Stored data entries
____

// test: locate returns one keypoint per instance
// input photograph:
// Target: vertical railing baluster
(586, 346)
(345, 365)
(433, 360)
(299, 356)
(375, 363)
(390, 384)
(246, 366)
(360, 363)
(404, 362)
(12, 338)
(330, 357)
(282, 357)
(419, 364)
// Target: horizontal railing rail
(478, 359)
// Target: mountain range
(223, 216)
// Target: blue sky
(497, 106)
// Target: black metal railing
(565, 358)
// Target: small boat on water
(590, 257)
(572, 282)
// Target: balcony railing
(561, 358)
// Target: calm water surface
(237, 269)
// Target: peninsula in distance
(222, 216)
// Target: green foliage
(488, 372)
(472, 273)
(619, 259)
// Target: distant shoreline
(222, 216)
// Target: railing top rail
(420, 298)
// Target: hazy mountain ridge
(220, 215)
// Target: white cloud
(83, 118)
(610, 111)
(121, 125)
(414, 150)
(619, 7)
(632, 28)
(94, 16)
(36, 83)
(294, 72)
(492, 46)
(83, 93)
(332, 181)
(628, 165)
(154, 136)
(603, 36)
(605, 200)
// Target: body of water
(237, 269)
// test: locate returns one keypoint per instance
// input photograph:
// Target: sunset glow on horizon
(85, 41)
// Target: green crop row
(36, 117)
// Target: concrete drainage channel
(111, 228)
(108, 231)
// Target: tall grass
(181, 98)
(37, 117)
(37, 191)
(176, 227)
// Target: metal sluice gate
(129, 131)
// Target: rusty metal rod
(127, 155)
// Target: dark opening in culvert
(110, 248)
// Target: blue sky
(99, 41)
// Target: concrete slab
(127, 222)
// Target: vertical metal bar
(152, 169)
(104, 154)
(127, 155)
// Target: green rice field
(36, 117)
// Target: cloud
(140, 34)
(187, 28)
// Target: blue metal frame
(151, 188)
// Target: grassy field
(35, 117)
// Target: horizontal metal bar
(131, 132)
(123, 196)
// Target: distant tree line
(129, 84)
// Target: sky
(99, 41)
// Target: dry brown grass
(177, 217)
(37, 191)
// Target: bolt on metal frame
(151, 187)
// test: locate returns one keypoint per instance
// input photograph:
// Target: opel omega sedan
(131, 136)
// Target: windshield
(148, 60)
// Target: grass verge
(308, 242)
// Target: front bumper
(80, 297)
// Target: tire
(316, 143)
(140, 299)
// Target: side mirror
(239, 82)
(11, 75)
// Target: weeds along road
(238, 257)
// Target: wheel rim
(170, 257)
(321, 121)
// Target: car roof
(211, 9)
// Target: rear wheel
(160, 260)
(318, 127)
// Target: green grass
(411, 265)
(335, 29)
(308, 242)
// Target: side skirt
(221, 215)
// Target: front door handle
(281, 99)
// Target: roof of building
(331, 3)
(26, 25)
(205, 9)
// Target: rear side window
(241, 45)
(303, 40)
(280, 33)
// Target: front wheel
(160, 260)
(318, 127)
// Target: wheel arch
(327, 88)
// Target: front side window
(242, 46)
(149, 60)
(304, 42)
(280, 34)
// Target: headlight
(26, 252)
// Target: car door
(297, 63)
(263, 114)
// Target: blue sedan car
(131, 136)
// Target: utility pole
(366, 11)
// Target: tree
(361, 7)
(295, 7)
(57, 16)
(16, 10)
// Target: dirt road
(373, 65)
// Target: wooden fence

____

What the task requires> For this exercise, output the entries above exactly as written.

Answer for the task>
// test: locate returns one keypoint per instance
// input photograph:
// Target: vertical railing baluster
(586, 346)
(345, 365)
(433, 360)
(299, 356)
(375, 363)
(390, 384)
(246, 366)
(360, 363)
(404, 362)
(12, 338)
(330, 357)
(282, 357)
(419, 364)
// Target: horizontal railing rail
(478, 359)
// Target: mountain range
(223, 216)
// Target: blue sky
(497, 106)
// Target: black metal railing
(565, 358)
// Target: small boat on water
(590, 257)
(572, 282)
// Target: balcony railing
(561, 358)
// Target: calm water surface
(237, 269)
// Target: peninsula in distance
(222, 216)
// Target: green foliage
(488, 372)
(472, 273)
(619, 259)
// Target: distant shoreline
(222, 216)
// Target: railing top rail
(420, 298)
// Target: hazy mountain ridge
(220, 215)
// Target: white cloud
(83, 118)
(610, 111)
(121, 125)
(414, 150)
(619, 7)
(632, 28)
(94, 16)
(36, 83)
(294, 72)
(492, 46)
(83, 93)
(332, 181)
(628, 165)
(154, 136)
(603, 36)
(605, 200)
// Target: body of water
(237, 269)
// test: locate returns one keypoint per instance
// input photograph:
// Target: sunset glow on horizon
(85, 41)
// Target: green crop row
(36, 117)
// Target: concrete drainage channel
(111, 228)
(108, 231)
// Target: tall grass
(181, 98)
(37, 117)
(37, 191)
(176, 227)
// Target: metal sluice gate
(129, 131)
// Target: rusty metal rod
(127, 155)
// Target: dark opening in culvert
(110, 248)
// Target: blue sky
(99, 41)
// Target: concrete slab
(127, 222)
// Target: vertical metal bar
(152, 169)
(104, 154)
(127, 155)
// Target: green rice field
(36, 117)
// Target: cloud
(140, 34)
(187, 28)
// Target: blue metal frame
(151, 188)
// Target: grassy field
(35, 117)
// Target: horizontal metal bar
(131, 132)
(123, 196)
// Target: distant tree line
(129, 84)
// Target: sky
(99, 41)
// Target: dry brown grass
(177, 217)
(37, 191)
// Target: bolt on metal frame
(151, 187)
// test: locate returns one keypoint per instance
// input photograph:
// Target: opel omega sedan
(131, 136)
// Target: windshield
(148, 60)
// Target: grass verge
(308, 242)
// Target: front bumper
(80, 297)
// Target: tire
(316, 143)
(140, 299)
// Target: side mirror
(239, 82)
(11, 75)
// Target: weeds along road
(238, 257)
// Target: wheel rim
(170, 257)
(321, 121)
// Target: car roof
(211, 9)
// Target: rear wheel
(160, 260)
(318, 127)
// Target: green grass
(411, 265)
(335, 29)
(308, 242)
// Target: side skirt
(221, 215)
// Target: front door handle
(281, 99)
// Target: roof of building
(331, 3)
(26, 25)
(205, 9)
// Target: rear side window
(241, 45)
(303, 40)
(280, 33)
// Target: front wheel
(160, 260)
(318, 127)
// Target: wheel arch
(327, 88)
// Target: front side window
(242, 46)
(149, 60)
(304, 42)
(280, 34)
// Target: headlight
(26, 252)
// Target: car door
(297, 63)
(263, 114)
// Target: blue sedan car
(131, 136)
// Target: utility pole
(366, 11)
// Target: tree
(361, 7)
(295, 7)
(57, 16)
(16, 10)
// Target: dirt road
(373, 65)
// Target: wooden fence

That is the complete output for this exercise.